__Aim A__
Which lines in the entries below contain the word "dark"? List each of those lines in full. Case counts, so only exact matches qualify.

Monday, March 06, 2023

My screwed-up imperfection

This post celebrates an achievement, something that was completed today. I suppose it’s also a sort of assertion of my right to be me, in all my screwed-up imperfection. Mainly, it’s evidence that, one way or another, eventually, I do get things completed.

Three weeks ago, I began the process of getting my dryer repaired. Anyone familiar with this story may well echo the very words my brain shouted at me: “Why TF did it take you nearly five months?!!!” Real me replied, “Because it did. It took that long for the same reasons everything takes so long; this was no different.” For that very reason, every time I burst through the barriers and accomplish something, I celebrate.

Quite some time ago now, I stopped complaining about being tired (except when it’s unusually bad), about having trouble focusing, and about having a thoroughly unreliable memory. That’s because after several years of complaining where it matters (to my doctors), nothing’s changed very much, and so, I decided my energy, such as it is, was better spent on finding ways to adapt. I’ve come up with specific ways to cope with what appears to be the way things will remain, and one of the most important things has been to stop beating myself up over my numerous failures—or, failures to complete, as the case may be.

Which brings me to the dryer: Everything followed the usual path.

At first, I simply kept forgetting to do anything about it, mainly because in the summer I usually hang the washing outside to dry, anyway, but the truth is, I’d have kept forgetting at any time of year—until laundry time, probably. Then, I’d forget again. I also had trouble focusing on it. It took an unusual alignment of things to break through those barriers.

__Aim B__
How does the blog post above about getting the dryer repaired go on after its final sentence? Write the next part, picking up right where it stops.

__Location labeling records__

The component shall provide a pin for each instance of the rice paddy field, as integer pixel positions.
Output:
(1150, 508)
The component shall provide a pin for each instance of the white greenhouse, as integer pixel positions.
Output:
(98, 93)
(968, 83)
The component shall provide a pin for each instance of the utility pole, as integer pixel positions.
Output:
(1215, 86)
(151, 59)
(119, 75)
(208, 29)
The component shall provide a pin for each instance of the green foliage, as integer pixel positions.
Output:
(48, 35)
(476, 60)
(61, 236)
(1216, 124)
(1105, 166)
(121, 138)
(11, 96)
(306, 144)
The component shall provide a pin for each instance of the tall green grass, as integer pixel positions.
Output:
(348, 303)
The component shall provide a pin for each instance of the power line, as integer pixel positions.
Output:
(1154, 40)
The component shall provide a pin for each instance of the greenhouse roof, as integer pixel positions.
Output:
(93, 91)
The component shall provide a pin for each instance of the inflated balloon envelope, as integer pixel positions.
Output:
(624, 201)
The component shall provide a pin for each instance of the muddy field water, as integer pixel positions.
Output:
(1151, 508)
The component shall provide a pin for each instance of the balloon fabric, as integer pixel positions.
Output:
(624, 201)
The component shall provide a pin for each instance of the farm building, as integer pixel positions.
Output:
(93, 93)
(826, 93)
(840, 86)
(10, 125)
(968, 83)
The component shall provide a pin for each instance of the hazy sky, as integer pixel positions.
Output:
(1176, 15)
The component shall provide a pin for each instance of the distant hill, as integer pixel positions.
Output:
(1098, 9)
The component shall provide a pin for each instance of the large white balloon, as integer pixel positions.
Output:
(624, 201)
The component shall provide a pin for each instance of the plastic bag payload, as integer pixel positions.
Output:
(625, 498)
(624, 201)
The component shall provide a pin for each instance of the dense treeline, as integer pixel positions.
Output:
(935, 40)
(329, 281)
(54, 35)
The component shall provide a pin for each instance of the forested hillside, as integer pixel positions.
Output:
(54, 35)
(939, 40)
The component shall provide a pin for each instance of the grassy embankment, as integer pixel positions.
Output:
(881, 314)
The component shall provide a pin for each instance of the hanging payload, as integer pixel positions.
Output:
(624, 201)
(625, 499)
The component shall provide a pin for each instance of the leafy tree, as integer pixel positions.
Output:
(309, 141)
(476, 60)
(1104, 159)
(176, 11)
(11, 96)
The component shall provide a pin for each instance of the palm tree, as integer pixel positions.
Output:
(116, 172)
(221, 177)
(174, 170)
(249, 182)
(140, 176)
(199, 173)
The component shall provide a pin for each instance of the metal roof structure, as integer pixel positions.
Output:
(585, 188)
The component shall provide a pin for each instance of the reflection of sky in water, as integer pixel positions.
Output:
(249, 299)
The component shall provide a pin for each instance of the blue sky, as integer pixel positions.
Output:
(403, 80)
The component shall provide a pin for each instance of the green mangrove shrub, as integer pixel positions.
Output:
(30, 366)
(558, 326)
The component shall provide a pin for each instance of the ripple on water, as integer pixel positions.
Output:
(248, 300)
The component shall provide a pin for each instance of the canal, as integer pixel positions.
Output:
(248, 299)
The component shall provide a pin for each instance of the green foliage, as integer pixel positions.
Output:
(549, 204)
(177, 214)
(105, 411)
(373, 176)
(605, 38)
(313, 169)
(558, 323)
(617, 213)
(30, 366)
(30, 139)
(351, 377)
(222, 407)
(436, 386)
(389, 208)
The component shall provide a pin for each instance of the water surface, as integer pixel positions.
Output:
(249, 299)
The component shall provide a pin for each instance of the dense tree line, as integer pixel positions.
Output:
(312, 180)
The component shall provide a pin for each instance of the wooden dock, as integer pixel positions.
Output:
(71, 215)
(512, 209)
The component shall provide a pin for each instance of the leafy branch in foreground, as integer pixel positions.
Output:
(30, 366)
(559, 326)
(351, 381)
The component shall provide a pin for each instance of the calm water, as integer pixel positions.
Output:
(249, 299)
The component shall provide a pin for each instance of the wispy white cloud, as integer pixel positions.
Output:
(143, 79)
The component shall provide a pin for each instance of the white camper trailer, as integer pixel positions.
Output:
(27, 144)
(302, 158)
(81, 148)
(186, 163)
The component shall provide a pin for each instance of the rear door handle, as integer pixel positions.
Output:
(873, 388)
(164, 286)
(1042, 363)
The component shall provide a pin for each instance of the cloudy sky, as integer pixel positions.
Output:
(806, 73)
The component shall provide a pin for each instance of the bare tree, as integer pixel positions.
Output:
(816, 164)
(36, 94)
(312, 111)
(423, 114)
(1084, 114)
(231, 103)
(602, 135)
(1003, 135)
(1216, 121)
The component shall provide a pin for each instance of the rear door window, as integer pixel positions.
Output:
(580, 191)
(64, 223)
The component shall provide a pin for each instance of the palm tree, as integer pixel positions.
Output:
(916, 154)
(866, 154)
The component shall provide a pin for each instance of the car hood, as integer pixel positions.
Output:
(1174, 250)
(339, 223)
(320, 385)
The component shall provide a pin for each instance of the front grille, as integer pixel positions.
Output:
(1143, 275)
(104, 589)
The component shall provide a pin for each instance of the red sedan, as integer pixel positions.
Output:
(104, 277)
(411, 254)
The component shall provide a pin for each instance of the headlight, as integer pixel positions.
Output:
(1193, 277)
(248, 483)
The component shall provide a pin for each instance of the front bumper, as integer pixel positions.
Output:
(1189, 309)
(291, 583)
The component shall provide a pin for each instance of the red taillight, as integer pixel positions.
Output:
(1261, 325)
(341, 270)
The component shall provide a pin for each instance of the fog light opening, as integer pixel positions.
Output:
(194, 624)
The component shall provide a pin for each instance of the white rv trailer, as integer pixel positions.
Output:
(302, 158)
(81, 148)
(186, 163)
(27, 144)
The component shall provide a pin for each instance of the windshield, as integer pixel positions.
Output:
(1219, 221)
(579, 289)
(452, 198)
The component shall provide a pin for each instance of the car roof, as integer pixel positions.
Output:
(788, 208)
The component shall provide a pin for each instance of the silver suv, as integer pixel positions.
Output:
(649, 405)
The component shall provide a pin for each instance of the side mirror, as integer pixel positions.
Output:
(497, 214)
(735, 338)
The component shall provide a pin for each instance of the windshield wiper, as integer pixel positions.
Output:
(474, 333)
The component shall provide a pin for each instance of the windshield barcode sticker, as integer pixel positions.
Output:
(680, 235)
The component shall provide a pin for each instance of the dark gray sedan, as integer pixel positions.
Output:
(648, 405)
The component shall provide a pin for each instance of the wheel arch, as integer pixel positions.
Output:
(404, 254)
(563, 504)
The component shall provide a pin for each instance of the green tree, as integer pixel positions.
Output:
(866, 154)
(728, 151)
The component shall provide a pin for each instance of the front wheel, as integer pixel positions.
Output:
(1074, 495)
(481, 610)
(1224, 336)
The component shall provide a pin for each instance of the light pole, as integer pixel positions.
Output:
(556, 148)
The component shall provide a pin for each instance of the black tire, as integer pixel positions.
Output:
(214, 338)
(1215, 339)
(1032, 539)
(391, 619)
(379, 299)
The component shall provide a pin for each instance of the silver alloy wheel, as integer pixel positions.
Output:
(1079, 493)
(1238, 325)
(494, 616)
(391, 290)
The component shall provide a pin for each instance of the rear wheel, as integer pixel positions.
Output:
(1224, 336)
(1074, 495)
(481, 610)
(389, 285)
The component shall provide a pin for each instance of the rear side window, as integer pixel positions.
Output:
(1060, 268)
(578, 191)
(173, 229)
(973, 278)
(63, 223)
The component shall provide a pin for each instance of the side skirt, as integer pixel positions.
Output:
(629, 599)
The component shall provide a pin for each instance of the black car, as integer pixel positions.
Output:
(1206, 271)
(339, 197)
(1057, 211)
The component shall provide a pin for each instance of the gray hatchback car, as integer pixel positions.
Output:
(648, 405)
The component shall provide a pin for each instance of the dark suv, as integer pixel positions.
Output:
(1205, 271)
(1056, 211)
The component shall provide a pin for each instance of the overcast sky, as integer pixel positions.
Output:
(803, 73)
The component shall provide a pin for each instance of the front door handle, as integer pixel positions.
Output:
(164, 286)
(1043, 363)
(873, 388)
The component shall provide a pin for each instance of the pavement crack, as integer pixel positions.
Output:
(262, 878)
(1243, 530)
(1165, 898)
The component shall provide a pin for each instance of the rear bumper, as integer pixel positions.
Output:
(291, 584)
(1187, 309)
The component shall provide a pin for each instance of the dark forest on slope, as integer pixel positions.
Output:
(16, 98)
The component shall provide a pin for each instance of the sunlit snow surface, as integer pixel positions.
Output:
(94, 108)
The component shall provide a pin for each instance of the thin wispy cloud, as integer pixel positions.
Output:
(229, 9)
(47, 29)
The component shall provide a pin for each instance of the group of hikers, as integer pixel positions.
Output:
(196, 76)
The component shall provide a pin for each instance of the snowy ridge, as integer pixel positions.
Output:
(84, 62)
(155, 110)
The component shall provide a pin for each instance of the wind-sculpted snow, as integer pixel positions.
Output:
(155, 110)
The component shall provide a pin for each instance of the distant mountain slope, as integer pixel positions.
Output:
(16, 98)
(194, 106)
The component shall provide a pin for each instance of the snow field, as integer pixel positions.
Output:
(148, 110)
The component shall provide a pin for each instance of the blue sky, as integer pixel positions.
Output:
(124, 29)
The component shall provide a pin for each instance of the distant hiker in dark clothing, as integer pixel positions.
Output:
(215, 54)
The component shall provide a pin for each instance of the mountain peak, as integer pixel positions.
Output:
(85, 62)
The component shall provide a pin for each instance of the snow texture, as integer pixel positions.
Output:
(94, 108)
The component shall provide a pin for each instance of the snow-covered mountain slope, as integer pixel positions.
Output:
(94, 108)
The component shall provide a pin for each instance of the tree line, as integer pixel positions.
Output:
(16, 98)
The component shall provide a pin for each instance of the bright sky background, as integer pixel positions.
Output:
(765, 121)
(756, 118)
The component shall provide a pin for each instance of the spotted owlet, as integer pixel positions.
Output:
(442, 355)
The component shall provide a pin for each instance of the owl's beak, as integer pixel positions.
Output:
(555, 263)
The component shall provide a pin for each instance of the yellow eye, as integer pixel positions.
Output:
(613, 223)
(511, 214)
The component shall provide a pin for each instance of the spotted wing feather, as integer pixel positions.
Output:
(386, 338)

__Exercise output A__
The component shall provide a pin for each instance of the dark gray sedan, as integer pixel positions.
The component shall provide a pin for each instance of the dark suv, as integer pixel positions.
The component shall provide a pin for each instance of the dark forest on slope, as integer pixel positions.
The component shall provide a pin for each instance of the distant hiker in dark clothing, as integer pixel positions.

__Exercise output B__
First, I looked for the receipt, but couldn’t find it. Then, I looked through my bank statements to find the exact date I bought the washer and dryer. That way, I could register the products—once I found the serial numbers, which I knew were on the receipt. I figured I’d have to pull the dryer from the wall to find it on the back (and heat pump dryers are HEAVY…), but I had a brainstorm and looked in the door opening. Sure enough, they both had a sticker there with the model and serial numbers. I took photos of the stickers with my phone so I wouldn’t have to run back and forth or decipher my handwriting. This photo tactic is actually another adaption I rely on.

Next, I went to the manufacturer’s NZ website to register the machines. Then, I rang their help line, and the very friendly person told me they don’t schedule repairs, and I’d have to ring the repair company, located a few suburbs south of me (a suburb in NZ is a neighborhood in Americanese). The clearly confused, and so, somewhat flustered friendly person there told me they need a job number to establish it’s a warranty repair. Through talking with her, I worked out that the best thing to do was to ring the store where I bought it, and they would coordinate the repairs. This was, of course, what I originally realised months ago.

I don’t remember everything going on at the time the dryer failed, however, it was the day before the third anniversary of Nigel’s death, and not long after the first anniversary of Jake’s death, and at that time I just couldn’t cope with dealing with bureaucracy, so I didn’t. At some point after that, I became convinced I needed to find the receipt—even though I knew that wasn’t true, because many years ago we needed the same retailer to organise repairs on something else. Somehow, I managed to both know and forget all that.

Three weeks ago, then, after the other two friendly phone calls, I rang the store, and the very friendly person looked up my purchase on their system, just as they’d done all those many years ago, just as I always knew (and also forgot) they would, and booked the repair for me. It took, at most, 15 minutes (probably less). I got a confirmation email within minutes.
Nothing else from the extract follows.